__EXERCISE OBJECTIVE__
Copy all of the material below, swapping in "Draw the boundary" for every "Trace the outline" and leaving the rest unchanged.
____ MATERIALS PROVIDED
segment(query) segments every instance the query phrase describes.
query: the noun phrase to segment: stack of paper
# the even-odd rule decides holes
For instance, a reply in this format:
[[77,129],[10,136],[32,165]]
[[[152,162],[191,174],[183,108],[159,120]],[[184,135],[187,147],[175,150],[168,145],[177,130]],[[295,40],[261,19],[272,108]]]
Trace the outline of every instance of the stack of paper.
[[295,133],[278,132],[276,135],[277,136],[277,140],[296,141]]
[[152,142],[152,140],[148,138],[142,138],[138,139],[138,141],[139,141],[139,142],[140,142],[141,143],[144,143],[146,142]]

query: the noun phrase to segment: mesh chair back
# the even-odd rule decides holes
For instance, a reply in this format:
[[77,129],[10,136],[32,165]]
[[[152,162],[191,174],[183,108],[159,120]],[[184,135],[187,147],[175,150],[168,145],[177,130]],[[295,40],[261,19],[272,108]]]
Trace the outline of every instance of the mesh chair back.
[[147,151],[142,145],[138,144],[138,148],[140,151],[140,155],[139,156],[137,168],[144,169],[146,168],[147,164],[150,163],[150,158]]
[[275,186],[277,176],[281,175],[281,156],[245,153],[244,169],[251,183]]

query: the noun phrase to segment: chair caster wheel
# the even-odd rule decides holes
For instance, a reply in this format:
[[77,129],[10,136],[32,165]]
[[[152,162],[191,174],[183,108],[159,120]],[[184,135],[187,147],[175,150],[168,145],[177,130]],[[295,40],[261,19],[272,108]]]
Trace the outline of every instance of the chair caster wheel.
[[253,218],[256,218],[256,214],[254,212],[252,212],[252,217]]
________
__FULL SOLUTION__
segment(query) segments every instance the query phrase describes.
query: the noun phrase to segment: stack of paper
# the even-odd rule decides holes
For instance, a reply in this format:
[[77,129],[10,136],[32,165]]
[[[152,162],[191,174],[183,108],[159,120]],[[184,135],[187,147],[175,150],[168,145],[177,130]],[[295,40],[261,19],[272,108]]]
Draw the boundary of every instance of the stack of paper.
[[295,133],[278,132],[276,135],[277,136],[277,140],[296,141]]
[[152,142],[152,140],[148,138],[142,138],[138,139],[138,141],[139,141],[139,142],[140,142],[141,143],[144,143],[146,142]]

query: the noun phrase to segment: mesh chair back
# the even-odd rule decides holes
For instance, a reply in this format:
[[77,129],[10,136],[32,165]]
[[[152,162],[191,174],[183,108],[159,120]],[[184,135],[187,147],[175,150],[168,145],[177,130]],[[295,40],[261,19],[272,108]]]
Draw the boundary of every instance of the mesh chair back.
[[147,151],[142,145],[138,144],[138,148],[140,151],[140,155],[139,156],[137,168],[144,169],[146,168],[147,164],[150,163],[150,158]]
[[275,186],[277,176],[281,175],[281,156],[245,153],[244,169],[251,183]]

query: the noun phrase to segment: chair caster wheel
# the even-odd rule decides holes
For instance, a reply in this format:
[[77,129],[10,136],[32,165]]
[[[152,162],[191,174],[183,108],[159,120]],[[184,135],[187,147],[175,150],[168,145],[177,130]],[[295,40],[261,19],[272,108]]]
Draw the boundary of every instance of the chair caster wheel.
[[253,218],[256,218],[256,214],[254,212],[252,212],[252,217]]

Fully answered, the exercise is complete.